__DIRECTIONS FOR THIS TASK__:
Extract every line of the records below that contains the word "bowl", treating uppercase and lowercase letters as distinct.
------ RECORD EXCERPTS
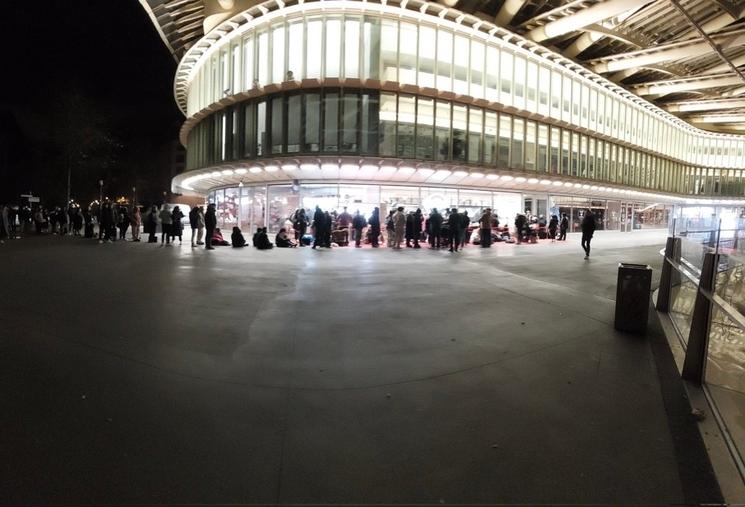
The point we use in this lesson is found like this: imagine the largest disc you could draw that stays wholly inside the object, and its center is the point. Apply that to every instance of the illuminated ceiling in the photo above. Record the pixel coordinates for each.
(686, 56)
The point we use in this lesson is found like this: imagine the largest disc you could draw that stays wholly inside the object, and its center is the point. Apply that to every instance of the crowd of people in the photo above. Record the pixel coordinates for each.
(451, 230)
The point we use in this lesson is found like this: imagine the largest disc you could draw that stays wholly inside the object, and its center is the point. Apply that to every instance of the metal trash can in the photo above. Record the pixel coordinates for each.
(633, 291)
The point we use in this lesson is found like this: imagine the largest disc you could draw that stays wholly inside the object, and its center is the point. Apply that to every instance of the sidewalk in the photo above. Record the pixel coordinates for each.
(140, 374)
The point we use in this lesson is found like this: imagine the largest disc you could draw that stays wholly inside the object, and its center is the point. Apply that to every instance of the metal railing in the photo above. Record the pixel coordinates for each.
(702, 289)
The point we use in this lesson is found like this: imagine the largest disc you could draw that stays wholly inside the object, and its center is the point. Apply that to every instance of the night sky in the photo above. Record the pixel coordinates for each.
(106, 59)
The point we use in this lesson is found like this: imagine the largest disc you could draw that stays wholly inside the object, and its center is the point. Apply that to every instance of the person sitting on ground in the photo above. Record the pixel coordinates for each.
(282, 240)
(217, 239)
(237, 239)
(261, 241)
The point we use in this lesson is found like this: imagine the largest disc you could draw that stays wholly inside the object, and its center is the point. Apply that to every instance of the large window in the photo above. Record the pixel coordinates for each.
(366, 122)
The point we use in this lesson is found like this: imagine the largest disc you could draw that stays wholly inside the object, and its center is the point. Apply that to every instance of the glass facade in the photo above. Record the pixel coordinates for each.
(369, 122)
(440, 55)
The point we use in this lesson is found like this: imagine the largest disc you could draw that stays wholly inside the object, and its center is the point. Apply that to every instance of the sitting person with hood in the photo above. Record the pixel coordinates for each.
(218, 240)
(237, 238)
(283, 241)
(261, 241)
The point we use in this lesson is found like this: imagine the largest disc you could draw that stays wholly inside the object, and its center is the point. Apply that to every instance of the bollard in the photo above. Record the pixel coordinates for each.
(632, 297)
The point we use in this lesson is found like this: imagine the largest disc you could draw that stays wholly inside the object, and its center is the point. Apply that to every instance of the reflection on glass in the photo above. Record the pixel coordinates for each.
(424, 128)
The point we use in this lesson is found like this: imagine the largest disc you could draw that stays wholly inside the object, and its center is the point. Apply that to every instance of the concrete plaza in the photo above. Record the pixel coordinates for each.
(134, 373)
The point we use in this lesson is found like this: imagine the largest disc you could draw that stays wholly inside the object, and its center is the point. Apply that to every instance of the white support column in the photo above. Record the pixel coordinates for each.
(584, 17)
------------
------ RECORD EXCERPTS
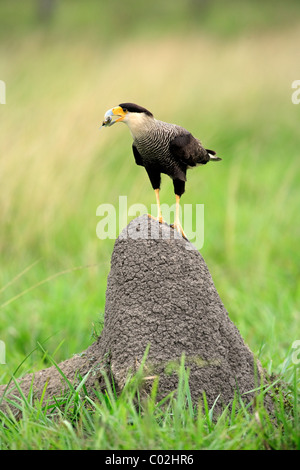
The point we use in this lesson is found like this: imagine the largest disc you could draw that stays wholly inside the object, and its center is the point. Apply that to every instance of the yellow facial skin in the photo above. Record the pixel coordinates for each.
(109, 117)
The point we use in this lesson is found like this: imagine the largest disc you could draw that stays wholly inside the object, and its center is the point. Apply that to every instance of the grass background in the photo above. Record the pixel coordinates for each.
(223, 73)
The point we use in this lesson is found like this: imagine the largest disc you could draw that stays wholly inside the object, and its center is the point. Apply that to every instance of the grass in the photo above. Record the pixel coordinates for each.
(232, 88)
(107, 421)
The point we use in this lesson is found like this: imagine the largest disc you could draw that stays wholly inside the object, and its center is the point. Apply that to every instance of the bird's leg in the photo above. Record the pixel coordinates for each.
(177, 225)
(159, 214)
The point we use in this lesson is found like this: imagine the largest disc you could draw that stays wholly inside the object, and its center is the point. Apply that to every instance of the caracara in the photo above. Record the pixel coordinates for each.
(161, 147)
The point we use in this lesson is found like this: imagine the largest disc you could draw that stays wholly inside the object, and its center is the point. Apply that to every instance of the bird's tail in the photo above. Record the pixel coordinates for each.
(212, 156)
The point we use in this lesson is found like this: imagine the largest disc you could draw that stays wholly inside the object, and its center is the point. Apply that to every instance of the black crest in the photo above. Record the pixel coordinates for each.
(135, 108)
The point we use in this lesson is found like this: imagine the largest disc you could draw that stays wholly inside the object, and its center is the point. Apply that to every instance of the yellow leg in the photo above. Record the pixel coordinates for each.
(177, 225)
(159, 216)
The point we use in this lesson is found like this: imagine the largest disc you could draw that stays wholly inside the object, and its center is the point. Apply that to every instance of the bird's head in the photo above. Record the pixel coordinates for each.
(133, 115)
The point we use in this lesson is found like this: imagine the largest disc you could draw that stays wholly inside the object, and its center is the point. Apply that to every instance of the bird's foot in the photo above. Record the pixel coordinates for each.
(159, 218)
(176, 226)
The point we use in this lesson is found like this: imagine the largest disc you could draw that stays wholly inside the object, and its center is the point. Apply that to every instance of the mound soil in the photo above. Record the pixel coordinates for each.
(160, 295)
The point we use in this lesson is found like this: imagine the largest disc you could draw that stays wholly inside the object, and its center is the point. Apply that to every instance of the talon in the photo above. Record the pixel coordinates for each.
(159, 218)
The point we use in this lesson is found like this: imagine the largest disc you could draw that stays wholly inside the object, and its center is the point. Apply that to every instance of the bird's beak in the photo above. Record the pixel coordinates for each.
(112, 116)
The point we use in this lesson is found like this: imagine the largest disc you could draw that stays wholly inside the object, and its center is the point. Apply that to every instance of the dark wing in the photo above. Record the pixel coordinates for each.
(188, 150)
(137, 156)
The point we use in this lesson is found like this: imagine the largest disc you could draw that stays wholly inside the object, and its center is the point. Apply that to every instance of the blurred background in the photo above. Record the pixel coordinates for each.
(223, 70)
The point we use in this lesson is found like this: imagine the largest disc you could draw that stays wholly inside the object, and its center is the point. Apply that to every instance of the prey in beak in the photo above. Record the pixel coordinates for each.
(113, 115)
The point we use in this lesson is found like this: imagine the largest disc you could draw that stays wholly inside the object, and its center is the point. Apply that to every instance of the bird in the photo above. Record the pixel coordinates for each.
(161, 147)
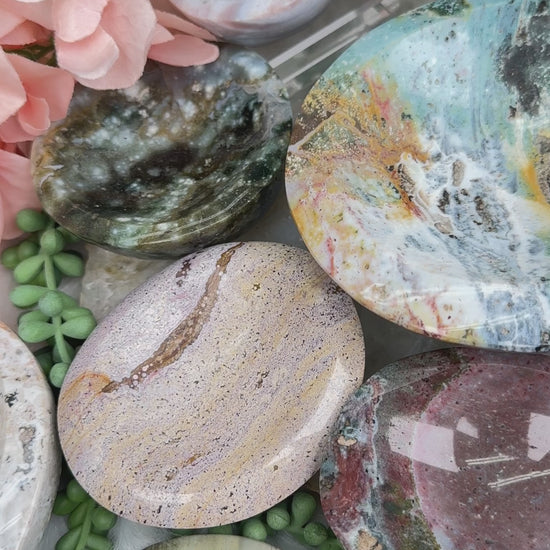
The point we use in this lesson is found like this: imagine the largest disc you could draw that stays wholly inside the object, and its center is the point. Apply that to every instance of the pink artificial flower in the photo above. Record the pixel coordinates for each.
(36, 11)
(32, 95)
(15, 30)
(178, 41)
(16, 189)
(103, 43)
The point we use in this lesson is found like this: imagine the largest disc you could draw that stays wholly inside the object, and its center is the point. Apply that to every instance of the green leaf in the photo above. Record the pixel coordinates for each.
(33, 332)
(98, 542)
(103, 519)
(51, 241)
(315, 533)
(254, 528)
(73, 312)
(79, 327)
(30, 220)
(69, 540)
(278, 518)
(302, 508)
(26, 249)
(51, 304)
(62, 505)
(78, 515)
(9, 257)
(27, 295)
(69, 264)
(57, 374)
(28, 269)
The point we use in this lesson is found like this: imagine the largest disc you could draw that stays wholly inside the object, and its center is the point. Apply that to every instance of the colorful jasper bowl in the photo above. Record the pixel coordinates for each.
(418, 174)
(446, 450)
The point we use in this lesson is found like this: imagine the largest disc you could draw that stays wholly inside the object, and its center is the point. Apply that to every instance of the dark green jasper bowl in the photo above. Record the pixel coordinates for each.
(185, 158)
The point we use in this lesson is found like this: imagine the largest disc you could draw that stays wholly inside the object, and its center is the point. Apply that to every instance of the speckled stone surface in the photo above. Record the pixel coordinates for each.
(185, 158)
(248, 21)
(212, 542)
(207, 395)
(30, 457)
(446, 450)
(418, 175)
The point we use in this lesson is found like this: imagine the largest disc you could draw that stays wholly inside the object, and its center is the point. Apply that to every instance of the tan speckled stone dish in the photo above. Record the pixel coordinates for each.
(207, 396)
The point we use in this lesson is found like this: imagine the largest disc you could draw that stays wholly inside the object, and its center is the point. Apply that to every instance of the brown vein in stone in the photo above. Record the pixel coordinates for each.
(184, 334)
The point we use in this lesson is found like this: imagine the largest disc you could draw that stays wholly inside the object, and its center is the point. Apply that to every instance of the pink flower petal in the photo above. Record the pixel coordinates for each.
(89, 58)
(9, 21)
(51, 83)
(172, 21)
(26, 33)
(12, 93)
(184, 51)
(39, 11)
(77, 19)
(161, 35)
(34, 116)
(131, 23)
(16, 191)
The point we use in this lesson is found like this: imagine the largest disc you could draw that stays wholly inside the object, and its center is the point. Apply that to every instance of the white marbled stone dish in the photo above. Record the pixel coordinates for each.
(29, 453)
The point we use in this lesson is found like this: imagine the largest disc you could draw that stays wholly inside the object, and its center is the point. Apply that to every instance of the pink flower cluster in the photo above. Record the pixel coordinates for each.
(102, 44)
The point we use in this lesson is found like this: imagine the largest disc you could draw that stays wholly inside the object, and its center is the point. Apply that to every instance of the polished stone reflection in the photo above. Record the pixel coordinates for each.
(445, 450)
------------
------ RECORD EXCERPTS
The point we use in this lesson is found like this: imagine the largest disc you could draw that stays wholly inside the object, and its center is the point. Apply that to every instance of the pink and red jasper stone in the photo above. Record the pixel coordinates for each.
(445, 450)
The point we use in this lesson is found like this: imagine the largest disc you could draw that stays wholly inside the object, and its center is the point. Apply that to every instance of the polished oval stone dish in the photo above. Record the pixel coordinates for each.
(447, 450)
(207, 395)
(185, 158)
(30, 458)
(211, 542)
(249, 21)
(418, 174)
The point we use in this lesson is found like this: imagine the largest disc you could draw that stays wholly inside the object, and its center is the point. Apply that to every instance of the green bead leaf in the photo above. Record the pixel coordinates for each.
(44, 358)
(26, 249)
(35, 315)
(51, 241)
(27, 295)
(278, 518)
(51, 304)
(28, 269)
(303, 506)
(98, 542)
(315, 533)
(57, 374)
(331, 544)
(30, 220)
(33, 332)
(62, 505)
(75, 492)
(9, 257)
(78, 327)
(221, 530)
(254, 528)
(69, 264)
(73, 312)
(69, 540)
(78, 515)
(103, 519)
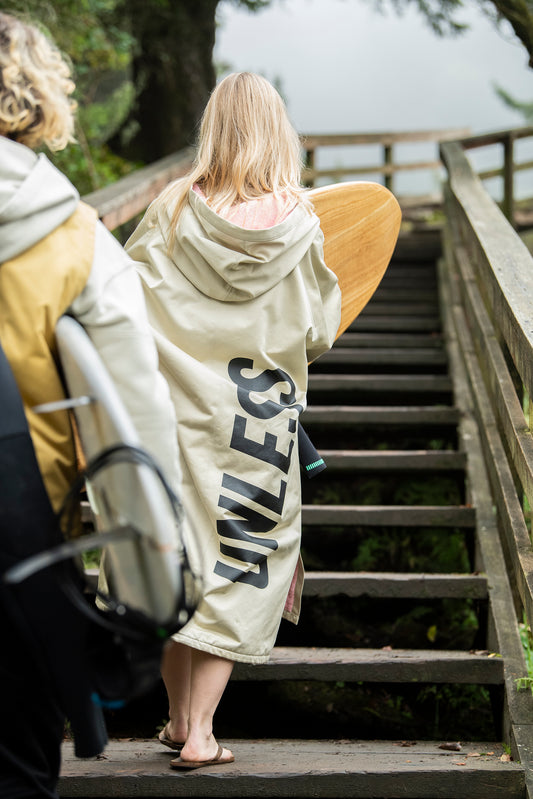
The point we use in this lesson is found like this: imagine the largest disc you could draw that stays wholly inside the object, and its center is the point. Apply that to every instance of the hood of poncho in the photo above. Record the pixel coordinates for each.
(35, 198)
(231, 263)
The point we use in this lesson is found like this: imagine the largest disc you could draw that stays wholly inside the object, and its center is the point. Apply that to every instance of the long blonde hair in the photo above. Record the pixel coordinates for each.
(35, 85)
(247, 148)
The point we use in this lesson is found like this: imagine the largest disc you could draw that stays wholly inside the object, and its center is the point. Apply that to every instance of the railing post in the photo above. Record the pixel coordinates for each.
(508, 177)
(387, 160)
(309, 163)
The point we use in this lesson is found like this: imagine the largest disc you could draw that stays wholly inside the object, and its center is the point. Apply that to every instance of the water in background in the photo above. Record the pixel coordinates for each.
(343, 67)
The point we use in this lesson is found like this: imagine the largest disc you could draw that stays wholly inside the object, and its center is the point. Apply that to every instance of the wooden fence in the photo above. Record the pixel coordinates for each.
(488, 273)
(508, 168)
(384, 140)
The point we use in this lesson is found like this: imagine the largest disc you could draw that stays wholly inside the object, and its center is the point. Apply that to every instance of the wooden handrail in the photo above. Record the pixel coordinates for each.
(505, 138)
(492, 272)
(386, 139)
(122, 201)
------------
__THE RESULT__:
The point we use in this lesson is found like this: imagine the largest disc you could draw that stays wholly inside the object, and its center is the point. Apply that to every instance of the colorful jasper bowl in the photo above. Record the pixel coordinates for each.
The point we use in this lesson is found like this: imagine the largest disc you could draw that stays wholly inside the object, and its center is the point. Apply that to every instance of the dark green jasper bowl in the photo above. Record the pixel coordinates for each.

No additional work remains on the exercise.